» **Trecho**:
************

Esse novo elemento é a individualização, ou seja, os membros de uma família, mesmo estando juntos na mesma casa, parecem que vivem sozinhos. “Há famílias que possuem cinco televisões, uma para cada pessoa assistir sozinha o seu programa favorito enquanto os seus familiares fazem o mesmo em outros cômodos”, constata Castilho.
Ela, Maria Niuza Fagundes Ferreira e Maria Regina Prata, também do Instituto de Terapia Familiar de São Paulo, relataram que, nas sessões de terapia, os efeitos desse processo são visíveis. “Nas conversas durante a terapia, os filhos ficam sabendo de histórias interessantes de sua própria família por seus pais que não puderam escutar em casa”, lembram.

************

» **Material extraído**:
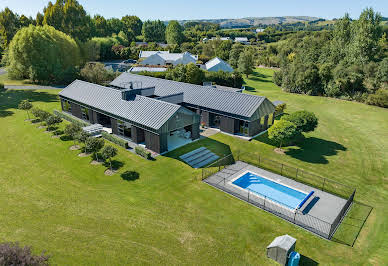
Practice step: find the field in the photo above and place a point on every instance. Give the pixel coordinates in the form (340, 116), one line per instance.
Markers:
(56, 201)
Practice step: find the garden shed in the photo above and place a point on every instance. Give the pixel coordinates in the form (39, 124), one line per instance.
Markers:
(280, 248)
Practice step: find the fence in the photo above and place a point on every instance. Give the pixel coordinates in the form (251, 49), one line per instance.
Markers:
(214, 176)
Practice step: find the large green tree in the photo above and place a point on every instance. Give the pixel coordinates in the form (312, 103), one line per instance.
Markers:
(174, 33)
(43, 54)
(154, 31)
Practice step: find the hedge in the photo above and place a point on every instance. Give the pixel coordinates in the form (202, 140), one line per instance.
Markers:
(114, 139)
(71, 118)
(143, 152)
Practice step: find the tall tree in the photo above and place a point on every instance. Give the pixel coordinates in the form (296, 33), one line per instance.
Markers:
(154, 31)
(132, 23)
(174, 33)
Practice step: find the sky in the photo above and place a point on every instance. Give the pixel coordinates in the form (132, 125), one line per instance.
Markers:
(209, 9)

************

» **Questões e tarefas**:
A: Segundo o trecho sobre a individualização nas famílias, quantas televisões há em algumas famílias?
B: Retome o trecho sobre a individualização nas famílias, continuando-o a partir da última frase.

» **Respostas escritas**:
A: Cinco televisões, uma para cada pessoa.

B:
Representação apenas de um cotidiano “burguês” de família ou não, as questões acerca da terceirização e individualização estão presentes no cerne da família contemporânea. Talvez, o que muda são os locais ou as rendas das pessoas, mas esses fatores permeiam a sociedade.
Porém, outros fatores como a união e a solidariedade familiar também estão presentes em todos os níveis sociais. Podemos até pensar que esse seja um dos motivos da alta procura por terapia familiar e psicólogos, sejam eles pagos ou não.